◆ Directions for this task ◆
Write the next part of the newsgroup post on photon mass and light speed, starting right after its last sentence.

Begin Supplied text

On Jul 11, 3:54 am, Tom Roberts <tjroberts...@sbcglobal.net> wrote in
sci.physics.relativity:
Quote:
The REAL argument for massless photons is that when one treats the mass
of the photon as a free parameter and fits the theory to experimental
observations, one finds that the mass must be an INCREDIBLY small value,
and is consistent with zero. The PDG lists the current upper bound on
the photon mass as 6*10^-17 eV/c^2.

        To put that in perspective, the lightest other particle
        known (except neutrinos whose masses are not known) is the
        electron. If an electron were scaled up to have the mass
        of the earth, then the upper bound on the photon mass would
        be scaled up to the mass of a half cubic meter of water.

But, Honest Roberts, no matter how small the mass of the photon is,
the dependence of its speed on the speed of the light source, v,
remains the same, c'=c+v:

http://books.google.com/books?id=JokgnS1JtmMC
"Relativity and Its Roots" By Banesh Hoffmann
p.92: "There are various remarks to be made about this second
principle. For instance, if it is so obvious, how could it turn out to
be part of a revolution - especially when the first principle is also
a natural one? Moreover, if light consists of particles, as Einstein
had suggested in his paper submitted just thirteen weeks before this
one, the second principle seems absurd: A stone thrown from a speeding
train can do far more damage than one thrown from a train at rest; the
speed of the particle is not independent of the motion of the object
emitting it. And if we take light to consist of particles and assume
that these particles obey Newton's laws, they will conform to
Newtonian relativity and thus automatically account for the null
result of the Michelson-Morley experiment without recourse to
contracting lengths, local time, or Lorentz transformations. Yet, as
we have seen, Einstein resisted the temptation to account for the null
result in terms of particles of light and simple, familiar Newtonian
ideas, and introduced as his second postulate something that was more
or less obvious when thought of in terms of waves in an ether. If it
was so obvious, though, why did he need to state it as a principle?

End Supplied text
Begin Supplied data

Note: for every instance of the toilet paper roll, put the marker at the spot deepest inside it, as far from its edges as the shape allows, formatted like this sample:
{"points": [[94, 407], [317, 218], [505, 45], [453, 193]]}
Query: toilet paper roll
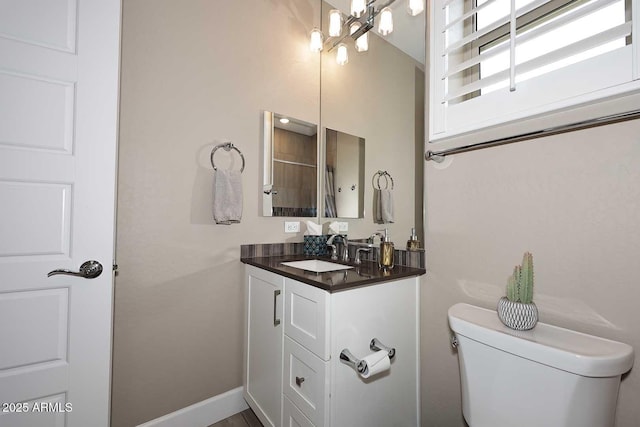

End Supplied data

◆ Expected output ◆
Because, having taken from the idea of light waves in the ether the
one aspect that he needed, he declared early in his paper, to quote
his own words, that "the introduction of a 'luminiferous ether' will
prove to be superfluous."

http://philsci-archive.pitt.edu/archive/00001743/02/Norton.pdf
John Norton: "Einstein regarded the Michelson-Morley experiment as
evidence for the principle of relativity, whereas later writers almost
universally use it as support for the light postulate of special
relativity......THE MICHELSON-MORLEY EXPERIMENT IS FULLY COMPATIBLE
WITH AN EMISSION THEORY OF LIGHT THAT CONTRADICTS THE LIGHT
POSTULATE."

Equivalently (that is, as one applies Einstein's equivalence
principle), no matter how small the mass of the photon is, the
dependence of the speed of the photon on the gravitational potential,
V, remains the same, c'=c(1+V/c^2):

http://groups.google.ca/group/sci.physics.relativity/msg/2d2a006c7d508022
Pentcho Valev: CAN THE SPEED OF LIGHT EXCEED 300000 km/s IN A
GRAVITATIONAL FIELD? Tom Roberts: Sure, depending on the physical
conditions of the measurement. It can also be less than "300000 km/
s" (by which I assume you really mean the standard value for c). And
this can happen even for an accelerated observer in a region without
any significant gravitation (e.g. in Minkowski spacetime).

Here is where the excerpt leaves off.